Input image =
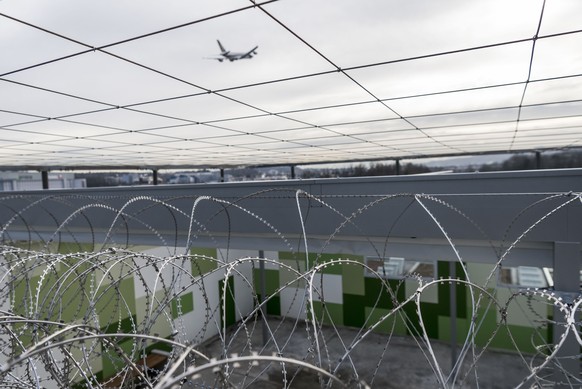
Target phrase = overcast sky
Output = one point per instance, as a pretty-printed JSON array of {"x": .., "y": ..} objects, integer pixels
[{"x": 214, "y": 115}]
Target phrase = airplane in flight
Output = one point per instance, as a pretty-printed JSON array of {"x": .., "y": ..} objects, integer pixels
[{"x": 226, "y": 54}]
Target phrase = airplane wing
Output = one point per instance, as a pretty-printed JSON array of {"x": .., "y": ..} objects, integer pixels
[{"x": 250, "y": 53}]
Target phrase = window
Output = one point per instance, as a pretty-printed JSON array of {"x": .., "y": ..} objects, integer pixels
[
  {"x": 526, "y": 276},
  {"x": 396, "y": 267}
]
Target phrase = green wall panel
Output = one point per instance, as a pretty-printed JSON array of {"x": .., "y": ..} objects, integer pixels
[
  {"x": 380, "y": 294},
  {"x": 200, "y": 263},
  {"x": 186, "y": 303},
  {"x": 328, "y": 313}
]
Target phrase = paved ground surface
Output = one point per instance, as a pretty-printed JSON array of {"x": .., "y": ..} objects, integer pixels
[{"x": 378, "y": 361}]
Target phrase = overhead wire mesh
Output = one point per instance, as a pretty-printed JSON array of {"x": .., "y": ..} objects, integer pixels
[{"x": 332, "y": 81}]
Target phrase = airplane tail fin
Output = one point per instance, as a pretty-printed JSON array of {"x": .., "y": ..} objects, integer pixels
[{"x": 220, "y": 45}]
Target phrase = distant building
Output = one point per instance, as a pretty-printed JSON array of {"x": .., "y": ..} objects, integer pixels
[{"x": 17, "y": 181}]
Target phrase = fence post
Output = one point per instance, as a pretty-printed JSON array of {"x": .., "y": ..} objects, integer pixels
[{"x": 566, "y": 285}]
....
WRITTEN EXERCISE: Rewrite all of the items above, changing every "Target phrase" to "Query" and keeping everything else the same. Leave the picture out of your answer.

SOLUTION FOR THIS EXERCISE:
Input image =
Query = overcast sky
Output = one point per instance, as a pretty-printed JSON array of {"x": .., "y": ..} objects, integer pixels
[{"x": 214, "y": 115}]
Query = airplane in flight
Output = one point per instance, as a pretty-printed JSON array of {"x": .., "y": ..} objects, integer pixels
[{"x": 226, "y": 54}]
Query = airplane wing
Output = one point per instance, as a pretty-printed JSON array of {"x": .., "y": ..} objects, integer pixels
[{"x": 250, "y": 53}]
Query = window
Output = one point per instance, as a pretty-printed JSON array of {"x": .., "y": ..} objects, integer pixels
[
  {"x": 526, "y": 276},
  {"x": 396, "y": 267}
]
Query = green wall panel
Output = one point per instance, as a pretty-printed JSON array of {"x": .., "y": ..} objects, integer pixels
[
  {"x": 380, "y": 294},
  {"x": 200, "y": 263},
  {"x": 186, "y": 303},
  {"x": 328, "y": 313}
]
Query = paved ground surface
Output = one point per instance, as a pretty-printed JSON array of {"x": .., "y": ..} objects, integer pixels
[{"x": 378, "y": 361}]
Query = overhead wire mesh
Output = one point per instance, as a pretty-printed JSON array of {"x": .., "y": ..} objects, integer pixels
[{"x": 332, "y": 81}]
Query = airplane tail fin
Output = one point per instance, as a pretty-printed JSON array of {"x": .., "y": ..} objects, integer pixels
[{"x": 220, "y": 45}]
Query = distant building
Output = one point per instance, as a pretty-printed JSON array of {"x": .., "y": ..} objects, integer pixels
[{"x": 17, "y": 181}]
Query = fence post
Output = one point per instance, as a pretty-printed JSON array of {"x": .., "y": ..} objects, integer pixels
[{"x": 566, "y": 285}]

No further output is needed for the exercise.